■ Problem
Reproduce, character for character, the stretch of the records below from the line containing "Check that every instance of the yellow placard" through the line containing "[[111, 236], [335, 270]]", and nothing else.
........
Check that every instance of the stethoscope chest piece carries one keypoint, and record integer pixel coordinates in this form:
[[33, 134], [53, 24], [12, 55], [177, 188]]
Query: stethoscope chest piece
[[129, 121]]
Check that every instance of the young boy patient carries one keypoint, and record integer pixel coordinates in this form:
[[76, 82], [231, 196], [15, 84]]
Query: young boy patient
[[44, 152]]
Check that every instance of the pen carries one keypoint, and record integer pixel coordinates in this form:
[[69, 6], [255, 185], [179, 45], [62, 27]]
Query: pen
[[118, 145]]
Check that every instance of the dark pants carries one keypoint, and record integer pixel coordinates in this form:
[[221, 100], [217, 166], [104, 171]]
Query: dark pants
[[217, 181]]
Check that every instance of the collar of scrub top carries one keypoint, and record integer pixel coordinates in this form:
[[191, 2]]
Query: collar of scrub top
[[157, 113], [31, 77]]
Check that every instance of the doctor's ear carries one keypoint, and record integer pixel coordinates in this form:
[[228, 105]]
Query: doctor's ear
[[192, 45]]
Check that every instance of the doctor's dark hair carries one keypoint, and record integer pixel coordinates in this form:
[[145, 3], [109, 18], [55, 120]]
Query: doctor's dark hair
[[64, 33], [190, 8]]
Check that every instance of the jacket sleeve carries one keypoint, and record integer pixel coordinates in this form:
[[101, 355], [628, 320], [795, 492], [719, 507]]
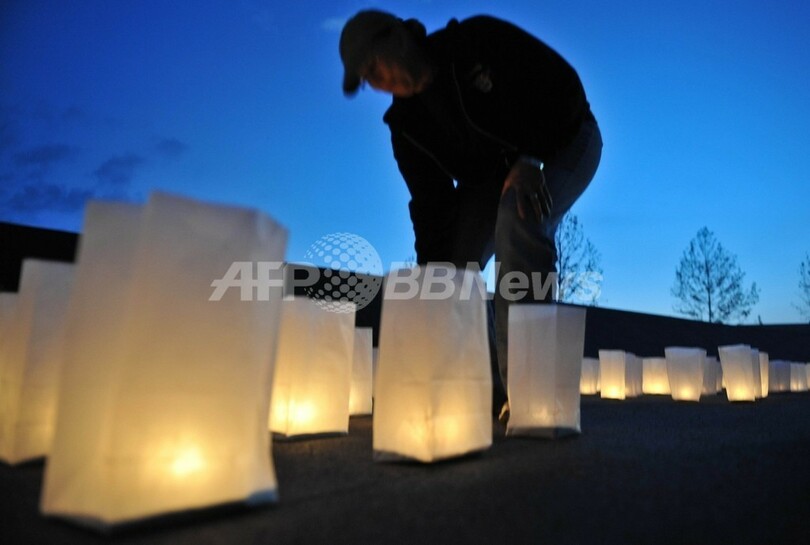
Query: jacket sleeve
[[433, 201]]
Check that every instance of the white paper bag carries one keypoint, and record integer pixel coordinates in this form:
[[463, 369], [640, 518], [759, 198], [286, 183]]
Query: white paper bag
[[360, 401], [433, 396], [167, 385], [655, 380], [589, 383], [738, 372], [545, 358], [29, 385], [764, 373], [685, 368], [613, 374], [313, 370]]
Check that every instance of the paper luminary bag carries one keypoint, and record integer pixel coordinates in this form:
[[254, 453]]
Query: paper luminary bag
[[8, 310], [360, 401], [710, 379], [613, 373], [589, 382], [313, 369], [545, 358], [655, 380], [433, 396], [634, 380], [685, 368], [779, 376], [757, 370], [168, 369], [798, 377], [29, 385], [764, 373], [738, 372]]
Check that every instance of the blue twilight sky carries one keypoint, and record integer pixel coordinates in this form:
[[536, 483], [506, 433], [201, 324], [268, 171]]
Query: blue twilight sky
[[703, 106]]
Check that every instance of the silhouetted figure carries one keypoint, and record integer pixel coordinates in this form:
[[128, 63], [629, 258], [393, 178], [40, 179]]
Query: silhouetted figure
[[493, 135]]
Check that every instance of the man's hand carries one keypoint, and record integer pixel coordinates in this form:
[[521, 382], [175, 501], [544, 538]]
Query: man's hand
[[531, 192]]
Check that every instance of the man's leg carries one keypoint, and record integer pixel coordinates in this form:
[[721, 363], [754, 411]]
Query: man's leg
[[525, 247], [475, 243]]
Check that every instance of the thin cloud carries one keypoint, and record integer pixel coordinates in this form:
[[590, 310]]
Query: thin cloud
[[119, 171], [333, 24], [43, 157], [38, 197], [171, 148]]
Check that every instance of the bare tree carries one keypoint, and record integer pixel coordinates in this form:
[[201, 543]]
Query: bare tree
[[804, 287], [709, 282], [578, 271]]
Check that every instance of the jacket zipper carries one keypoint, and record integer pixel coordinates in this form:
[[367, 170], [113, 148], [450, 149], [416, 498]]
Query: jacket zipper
[[486, 134], [427, 152], [475, 127]]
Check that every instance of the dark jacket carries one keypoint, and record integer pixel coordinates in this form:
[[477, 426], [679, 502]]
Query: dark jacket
[[498, 93]]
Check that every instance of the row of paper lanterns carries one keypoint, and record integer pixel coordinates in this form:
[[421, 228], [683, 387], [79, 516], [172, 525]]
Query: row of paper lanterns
[[147, 397], [686, 374]]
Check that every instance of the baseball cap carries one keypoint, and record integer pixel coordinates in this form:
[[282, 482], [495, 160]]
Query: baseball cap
[[356, 42]]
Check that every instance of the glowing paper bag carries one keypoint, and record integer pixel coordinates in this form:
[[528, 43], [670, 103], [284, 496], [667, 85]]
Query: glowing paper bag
[[685, 368], [433, 395], [8, 312], [168, 409], [313, 369], [756, 369], [655, 379], [710, 378], [545, 359], [798, 377], [634, 381], [613, 372], [764, 372], [360, 396], [738, 372], [29, 385], [589, 383]]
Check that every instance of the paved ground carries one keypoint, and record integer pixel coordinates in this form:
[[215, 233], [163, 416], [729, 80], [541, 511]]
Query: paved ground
[[647, 470]]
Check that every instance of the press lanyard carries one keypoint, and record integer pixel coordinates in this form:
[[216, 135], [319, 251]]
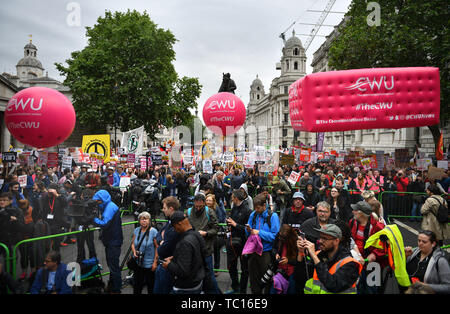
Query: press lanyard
[[52, 205]]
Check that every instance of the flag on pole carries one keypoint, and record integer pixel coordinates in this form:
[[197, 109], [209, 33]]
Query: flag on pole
[[133, 141]]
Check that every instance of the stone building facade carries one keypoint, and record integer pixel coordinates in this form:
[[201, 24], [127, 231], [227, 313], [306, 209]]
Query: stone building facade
[[267, 122]]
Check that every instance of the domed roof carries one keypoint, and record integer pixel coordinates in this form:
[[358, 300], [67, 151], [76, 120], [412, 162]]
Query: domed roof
[[256, 81], [30, 46], [31, 62], [293, 41]]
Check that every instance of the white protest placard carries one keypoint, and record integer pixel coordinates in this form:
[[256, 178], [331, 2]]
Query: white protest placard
[[293, 178], [124, 182], [249, 160], [188, 159], [22, 180], [207, 166], [365, 163], [228, 157], [67, 162], [442, 164], [422, 164]]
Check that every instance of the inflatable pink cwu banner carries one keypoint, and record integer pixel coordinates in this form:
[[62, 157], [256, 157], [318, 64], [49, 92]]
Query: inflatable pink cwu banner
[[378, 98]]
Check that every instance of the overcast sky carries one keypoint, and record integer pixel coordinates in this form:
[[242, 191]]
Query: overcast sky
[[236, 36]]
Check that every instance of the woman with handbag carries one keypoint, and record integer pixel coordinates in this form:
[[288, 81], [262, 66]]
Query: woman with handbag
[[235, 241], [145, 257]]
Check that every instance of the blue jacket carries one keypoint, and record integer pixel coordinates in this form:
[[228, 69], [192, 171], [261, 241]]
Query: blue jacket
[[171, 238], [266, 234], [111, 223], [61, 286], [116, 177]]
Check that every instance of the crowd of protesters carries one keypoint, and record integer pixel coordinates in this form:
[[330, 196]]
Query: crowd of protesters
[[269, 226]]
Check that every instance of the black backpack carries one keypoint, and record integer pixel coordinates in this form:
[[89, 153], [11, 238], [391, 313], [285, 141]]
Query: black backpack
[[442, 212]]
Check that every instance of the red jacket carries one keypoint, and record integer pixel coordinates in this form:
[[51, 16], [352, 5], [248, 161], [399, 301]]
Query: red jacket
[[402, 183], [373, 226]]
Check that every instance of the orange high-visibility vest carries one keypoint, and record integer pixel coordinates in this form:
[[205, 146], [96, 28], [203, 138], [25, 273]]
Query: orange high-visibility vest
[[314, 286]]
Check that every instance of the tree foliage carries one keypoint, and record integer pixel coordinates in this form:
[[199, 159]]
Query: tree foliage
[[412, 33], [125, 78]]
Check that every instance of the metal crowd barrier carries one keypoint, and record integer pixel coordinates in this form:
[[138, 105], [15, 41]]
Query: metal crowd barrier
[[14, 257], [402, 204]]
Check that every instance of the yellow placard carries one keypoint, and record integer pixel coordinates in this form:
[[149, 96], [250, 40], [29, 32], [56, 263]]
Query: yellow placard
[[98, 145]]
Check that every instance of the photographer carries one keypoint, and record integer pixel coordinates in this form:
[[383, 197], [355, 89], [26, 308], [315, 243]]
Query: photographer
[[285, 252], [144, 252], [53, 205], [11, 222], [235, 242], [84, 222], [71, 192], [204, 221], [111, 236]]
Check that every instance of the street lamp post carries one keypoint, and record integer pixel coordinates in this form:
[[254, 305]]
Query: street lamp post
[[115, 118]]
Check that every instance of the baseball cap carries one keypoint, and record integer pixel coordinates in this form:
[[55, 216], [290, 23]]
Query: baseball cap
[[331, 230], [362, 206], [177, 217], [53, 186], [298, 195]]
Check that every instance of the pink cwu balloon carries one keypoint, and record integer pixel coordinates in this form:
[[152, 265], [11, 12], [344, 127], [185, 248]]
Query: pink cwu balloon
[[224, 113], [40, 117]]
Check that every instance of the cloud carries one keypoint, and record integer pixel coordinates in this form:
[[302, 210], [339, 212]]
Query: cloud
[[214, 36]]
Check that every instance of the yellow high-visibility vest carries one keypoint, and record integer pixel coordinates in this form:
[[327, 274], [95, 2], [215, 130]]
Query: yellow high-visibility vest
[[397, 251]]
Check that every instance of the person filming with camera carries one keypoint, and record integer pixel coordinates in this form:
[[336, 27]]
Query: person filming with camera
[[111, 236], [335, 270]]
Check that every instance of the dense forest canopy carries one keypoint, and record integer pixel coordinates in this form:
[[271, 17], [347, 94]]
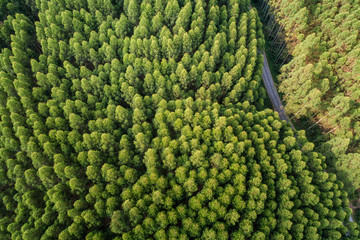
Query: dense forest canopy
[[322, 81], [146, 120]]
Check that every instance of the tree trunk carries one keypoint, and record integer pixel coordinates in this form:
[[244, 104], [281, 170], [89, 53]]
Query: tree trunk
[[322, 118], [277, 34]]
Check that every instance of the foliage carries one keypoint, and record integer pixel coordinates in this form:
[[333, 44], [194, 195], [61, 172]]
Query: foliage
[[131, 122], [322, 81]]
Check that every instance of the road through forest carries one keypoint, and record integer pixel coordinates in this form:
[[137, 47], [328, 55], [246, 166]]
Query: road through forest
[[272, 92]]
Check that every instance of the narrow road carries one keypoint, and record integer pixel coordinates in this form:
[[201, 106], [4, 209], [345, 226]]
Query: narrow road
[[272, 92]]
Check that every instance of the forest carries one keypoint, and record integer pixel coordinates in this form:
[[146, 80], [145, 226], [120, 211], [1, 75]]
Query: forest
[[321, 82], [147, 120]]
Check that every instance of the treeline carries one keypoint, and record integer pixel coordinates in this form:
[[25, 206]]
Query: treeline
........
■ Task response
Check that every instance of the yellow placard carries one keypoint, and record integer pixel coordinates in this form:
[[149, 96], [250, 40], [29, 32], [56, 263]]
Query: yellow placard
[[98, 145]]
Check that every instance of the photographer carries one keypoint, and record integer pixel coordinates in this form:
[[383, 197], [355, 89], [26, 308], [315, 243]]
Query: photographer
[[285, 252], [144, 252], [53, 205], [11, 222], [235, 242], [84, 222], [71, 192], [204, 221], [111, 236]]
Check that every instance of the street lamp post carries one keypoint, and record integer pixel coordinates in this form:
[[254, 305]]
Query: street lamp post
[[115, 118]]
Check that every instance of the baseball cap carries one keypoint, and record integer pixel coordinates in this form:
[[55, 216], [290, 23]]
Query: baseball cap
[[331, 230], [362, 206], [177, 217], [53, 186], [298, 195]]
Check that every instance of the pink cwu balloon carries one keypoint, and record integer pixel coordinates in this form:
[[152, 265], [11, 12], [344, 127], [185, 248]]
Query: pink cwu balloon
[[224, 113], [40, 117]]
Check that every instance of the cloud carries one keypoint, and record integer pixel coordinates in this form:
[[302, 210], [339, 212]]
Query: cloud
[[214, 36]]
Check that every instance of the yellow high-visibility vest carries one keypoint, and record integer pixel coordinates in this form:
[[327, 274], [95, 2], [215, 130]]
Query: yellow high-visibility vest
[[397, 251]]
Check that every instance of the person filming with camera carries one keypoint, and record integer pixel coordinates in this form:
[[336, 27]]
Query: person filming with camera
[[111, 236], [335, 270]]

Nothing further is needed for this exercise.